Extrait choisi:

_ _ _ _

Car il ne sera fait que de pure lumière
Puisée au foyer saint des rayons primitifs.
Et dont les yeux mortels, dans leur splendeur entière.
Ne sont que des miroirs obscurcis et plaintifs !

Comprenez-vous maintenant, messieurs, le danger de juger une œuvre entière, une œuvre d’ensemble, sur quelques pièces isolées, sur quelques vers détachés, sur quelques expressions prises çà et là et habilement rapprochées ; quel est le poète et quelle est l’œuvre qui pourraient résister à un examen fait de cette sorte ? pour moi, je n’en connais pas, et vous me permettrez d’en prendre un exemple illustre: je ne pense pas que les Harmonies poétiques aient jamais été suspectes; je ne pense pas qu’on les ait jamais accusées de contenir un outrage à la morale religieuse… Et cependant, écoutez :

Lorsque du Créateur la parole féconde
Dans une heure fatale eut enfanté le monde
Des germes du chaos,
De son œuvre imparfaite il détourna sa face,
Et, d’un pied dédaigneux le lançant dans l’espace,
Rentra dans son repos.

Va, dit-il, je te livre à ta propre misère ;
Trop indigne à mes yeux d’amour ou de colère.
Tu n’es rien devant moi :
Roule au gré du hasard dans les déserts du vide.
Qu’à jamais loin de moi le destin soit ton guide.
Et le malheur ton roi.

Il dit : comme un vautour qui plonge sur sa proie.
Le malheur, à ces mots, pousse, en signe de joie,
Un long gémissement ;
Et pressant l’univers dans sa serre cruelle,
Embrasse pour jamais de sa rage éternelle
L’éternel aliment.

_ _ _ _

Consignes:
#1 Répondez brièvement à chaque question sur le passage consacré au jugement d'une œuvre :
(a) Quel recueil l'orateur prend-il comme exemple illustre ?
(b) Dans le poème cité, que le Créateur désigne-t-il comme guide et comme roi du monde ?
(c) À quel animal le malheur est-il comparé ?
#2 Pour chaque affirmation, indiquez par oui ou par non si elle concorde avec le passage consacré au jugement d'une œuvre, en citant les mots qui tranchent :
(a) L'orateur connaît plusieurs poètes dont l'œuvre résisterait à un examen de ce genre.
(b) Dans le poème cité, le Créateur rentre dans son repos après avoir lancé le monde dans l'espace.
(c) Le malheur pousse son gémissement en signe de tristesse.
#3 Prolongez le passage consacré au jugement d'une œuvre au-delà de sa dernière ligne.

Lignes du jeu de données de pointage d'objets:
_ _ _ _

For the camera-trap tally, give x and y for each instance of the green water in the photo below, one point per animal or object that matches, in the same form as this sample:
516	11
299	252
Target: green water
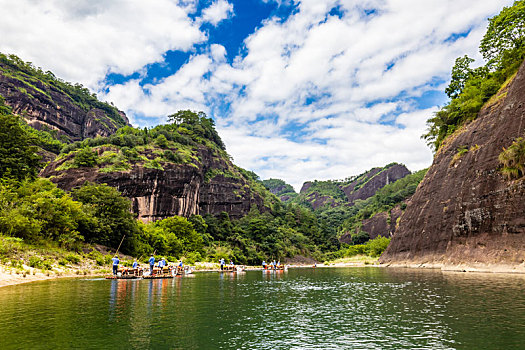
343	308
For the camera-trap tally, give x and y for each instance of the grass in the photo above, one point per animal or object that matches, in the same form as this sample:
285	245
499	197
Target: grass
48	258
356	259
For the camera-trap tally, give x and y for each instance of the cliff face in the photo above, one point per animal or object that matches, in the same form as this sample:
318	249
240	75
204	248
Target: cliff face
178	189
44	105
321	193
464	211
382	224
376	179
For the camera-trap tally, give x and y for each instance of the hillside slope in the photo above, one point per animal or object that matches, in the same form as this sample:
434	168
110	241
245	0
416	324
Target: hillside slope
45	102
465	211
174	169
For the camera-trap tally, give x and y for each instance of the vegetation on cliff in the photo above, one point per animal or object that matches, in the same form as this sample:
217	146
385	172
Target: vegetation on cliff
513	159
34	77
503	48
383	200
280	188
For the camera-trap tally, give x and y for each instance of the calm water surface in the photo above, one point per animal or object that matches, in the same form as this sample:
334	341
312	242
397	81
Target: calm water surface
343	308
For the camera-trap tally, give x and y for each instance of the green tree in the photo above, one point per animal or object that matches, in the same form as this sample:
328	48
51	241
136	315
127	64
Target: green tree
18	157
506	32
460	73
112	213
85	157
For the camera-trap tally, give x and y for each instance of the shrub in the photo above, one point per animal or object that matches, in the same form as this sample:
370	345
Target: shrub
513	159
73	258
377	246
86	157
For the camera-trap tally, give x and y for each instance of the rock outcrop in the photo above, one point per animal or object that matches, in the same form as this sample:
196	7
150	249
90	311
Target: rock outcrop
381	224
178	189
375	180
321	193
45	106
465	212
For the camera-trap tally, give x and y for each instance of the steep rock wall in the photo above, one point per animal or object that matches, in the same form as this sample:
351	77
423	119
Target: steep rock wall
179	189
45	107
376	181
381	224
465	212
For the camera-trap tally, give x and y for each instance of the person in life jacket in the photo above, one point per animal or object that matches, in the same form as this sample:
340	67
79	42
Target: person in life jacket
151	263
115	265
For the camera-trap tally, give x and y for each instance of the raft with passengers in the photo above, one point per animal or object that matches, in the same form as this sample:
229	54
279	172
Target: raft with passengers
274	266
156	271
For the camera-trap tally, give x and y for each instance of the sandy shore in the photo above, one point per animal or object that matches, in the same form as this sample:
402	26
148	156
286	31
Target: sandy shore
8	278
462	267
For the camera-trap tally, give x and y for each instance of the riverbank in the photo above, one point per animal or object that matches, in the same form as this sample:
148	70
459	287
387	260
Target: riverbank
460	267
9	277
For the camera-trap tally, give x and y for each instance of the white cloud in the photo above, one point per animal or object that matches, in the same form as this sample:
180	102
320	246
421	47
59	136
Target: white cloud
217	12
315	96
83	40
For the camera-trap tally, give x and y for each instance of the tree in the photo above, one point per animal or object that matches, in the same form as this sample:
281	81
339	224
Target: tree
86	157
18	157
460	73
505	32
112	213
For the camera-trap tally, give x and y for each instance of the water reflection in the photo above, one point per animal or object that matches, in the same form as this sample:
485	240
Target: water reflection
365	308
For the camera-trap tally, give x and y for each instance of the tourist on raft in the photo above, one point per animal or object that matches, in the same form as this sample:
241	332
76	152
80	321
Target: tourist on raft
151	263
115	265
161	265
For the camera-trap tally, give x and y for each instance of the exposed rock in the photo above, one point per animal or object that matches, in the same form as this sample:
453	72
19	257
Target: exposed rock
44	106
179	189
375	181
363	187
381	224
464	211
306	186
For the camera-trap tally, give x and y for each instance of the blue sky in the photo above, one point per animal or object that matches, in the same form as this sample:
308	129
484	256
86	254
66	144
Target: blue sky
299	90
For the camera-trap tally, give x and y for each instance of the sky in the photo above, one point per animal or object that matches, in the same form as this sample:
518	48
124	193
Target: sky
299	90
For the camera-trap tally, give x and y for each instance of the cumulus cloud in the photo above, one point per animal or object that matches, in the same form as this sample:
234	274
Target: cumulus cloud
327	92
218	11
84	40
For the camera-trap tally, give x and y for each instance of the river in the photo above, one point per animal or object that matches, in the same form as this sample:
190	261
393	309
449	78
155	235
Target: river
323	308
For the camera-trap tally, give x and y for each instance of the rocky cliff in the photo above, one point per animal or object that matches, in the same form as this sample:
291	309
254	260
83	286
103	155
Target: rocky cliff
382	224
210	186
465	212
336	193
47	103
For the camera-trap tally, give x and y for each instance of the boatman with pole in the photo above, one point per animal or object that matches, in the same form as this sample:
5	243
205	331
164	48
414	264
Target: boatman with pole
115	265
151	264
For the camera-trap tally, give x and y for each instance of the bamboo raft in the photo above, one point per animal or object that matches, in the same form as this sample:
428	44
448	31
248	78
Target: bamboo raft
158	273
233	268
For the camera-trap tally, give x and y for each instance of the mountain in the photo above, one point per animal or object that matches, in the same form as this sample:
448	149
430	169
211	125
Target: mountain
334	193
175	169
68	111
469	209
280	188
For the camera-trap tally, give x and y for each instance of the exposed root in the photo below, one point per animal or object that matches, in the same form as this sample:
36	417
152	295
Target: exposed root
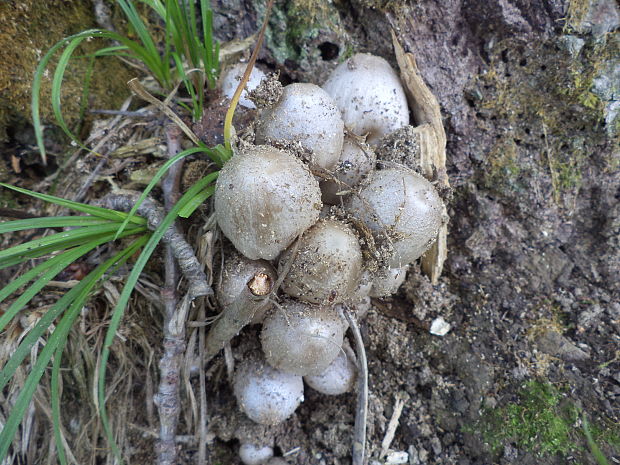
238	314
182	251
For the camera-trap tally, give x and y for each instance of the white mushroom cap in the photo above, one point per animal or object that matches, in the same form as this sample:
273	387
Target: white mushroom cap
251	454
386	281
264	198
327	266
232	77
356	161
301	338
404	207
370	96
337	379
266	395
306	114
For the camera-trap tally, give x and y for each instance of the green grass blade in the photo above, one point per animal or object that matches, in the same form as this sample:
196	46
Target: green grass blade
149	48
72	302
593	446
38	79
47	272
53	266
160	173
99	212
85	232
36	253
49	222
211	50
132	279
196	201
55	397
59	74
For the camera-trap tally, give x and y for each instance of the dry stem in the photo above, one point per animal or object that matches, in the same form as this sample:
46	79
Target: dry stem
182	251
167	398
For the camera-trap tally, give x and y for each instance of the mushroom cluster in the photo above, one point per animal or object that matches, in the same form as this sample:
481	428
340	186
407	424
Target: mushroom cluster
309	199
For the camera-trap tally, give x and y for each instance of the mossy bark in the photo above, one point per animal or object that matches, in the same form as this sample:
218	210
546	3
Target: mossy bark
28	29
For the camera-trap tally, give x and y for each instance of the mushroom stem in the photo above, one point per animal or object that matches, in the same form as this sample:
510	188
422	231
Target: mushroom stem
239	313
361	411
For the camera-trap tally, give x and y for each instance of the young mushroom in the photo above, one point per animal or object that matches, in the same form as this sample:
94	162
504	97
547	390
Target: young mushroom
302	339
370	96
251	454
306	114
264	198
235	274
266	395
401	207
326	265
337	378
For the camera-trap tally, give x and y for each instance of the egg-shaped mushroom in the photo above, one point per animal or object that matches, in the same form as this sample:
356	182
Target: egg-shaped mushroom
305	113
327	265
301	338
370	96
236	271
337	378
401	207
264	198
266	395
251	454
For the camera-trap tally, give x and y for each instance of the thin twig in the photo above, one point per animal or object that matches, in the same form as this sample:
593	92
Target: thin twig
141	92
183	252
136	114
361	411
79	196
167	399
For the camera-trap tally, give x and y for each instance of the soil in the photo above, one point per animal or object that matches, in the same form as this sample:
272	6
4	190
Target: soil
531	286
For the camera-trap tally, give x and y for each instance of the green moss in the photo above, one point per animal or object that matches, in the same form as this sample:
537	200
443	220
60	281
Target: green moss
30	28
545	98
294	25
541	421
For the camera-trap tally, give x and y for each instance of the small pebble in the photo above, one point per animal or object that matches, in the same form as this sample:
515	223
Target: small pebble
396	457
440	327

_ _ _ _

Corrigé des exercices:
#1
(a) Les Harmonies poétiques.
(b) Le destin comme guide, le malheur comme roi.
(c) À un vautour qui plonge sur sa proie.

#2
(a) Non : « pour moi, je n’en connais pas ».
(b) Oui : « le lançant dans l’espace, » puis « Rentra dans son repos. »
(c) Non : « pousse, en signe de joie, ».

#3
Le mal dès lors régna dans son immense empire ;
Dès lors tout ce qui pense et tout ce qui respire
Commença de souffrir ;
Et la terre, et le ciel, et l’âme, et la matière.
Tout gémit, et la voix de la nature entière
Ne fut qu’un long soupir.

Levez donc vos regards vers les célestes plaines,
Cherchez Dieu dans son œuvre ; invoquez dans vos peines
Ce grand consolateur.
Malheureux ! sa bonté de son œuvre est absente,
Vous cherchez votre appui ? l’univers vous présente
Votre persécuteur.

· · · · · · · · · · · · · · · · · · · · · · · · · · · · · · · · · · · · · · · ·
· · · · · · · · · · · · · · · · · · · · · · · · · · · · · · · · · · · · · · · ·

Créateur tout-puissant, principe de tout être !
Toi pour qui le possible existe avant de naître !
Roi de l’immensité,
Tu pouvais cependant, au gré de ton envie,
Puiser pour tes enfants le bonheur et la vie
Dans ton éternité !

Sans t’épuiser jamais, sur toute la nature
Tu pouvais à longs flots répandre sans mesure
Un bonheur absolu.
L’espace, le pouvoir, le temps, rien ne te coûte:
Ah ! ma raison frémit; tu le pouvais sans doute,
Tu ne l’as pas voulu.

· · · · · · · · · · · · · · · · · · · · · · · · · · · · · · · · · · · · · · · ·

Montez donc vers le ciel, montez, encens qu’il aime.
Soupirs, gémissements, larmes, sanglots, blasphème.
Plaisirs, concerts divins !
Cris du sang, voix des morts, plaintes inextinguibles,
Montez, allez frapper les voûtes insensibles
Du palais des destins !

Terre, élève ta voix:cieux, répondez; abîmes.
Noir séjour où la mort entasse ses victimes,
Ne formez qu’on soupir !
Qu’une plainte éternelle accuse la nature,
Et que la douleur donne à toute créature
Une voix pour gémir !

· · · · · · · · · · · · · · · · · · · · · · · · · · · · · · · · · · · · · · · ·


Hé quoi ! tant de tourments, de forfaits, de supplices,
N’ont-ils pas fait fumer d’assez de sacrifices
Tes lugubres autels ?
Ce soleil, vieux témoin des malheurs de la terre,
Ne fera-t-il pas naître un seul jour qui n’éclaire
L’angoisse des mortels ?

Héritiers des douleurs, victimes de la vie,
Non, non, n’espérez pas que sa rage assouvie
Endorme le malheur:
Jusqu’à ce que la mort, ouvrant son aile immense.
Engloutisse à jamais dans l’éternel silence
L’éternelle douleur !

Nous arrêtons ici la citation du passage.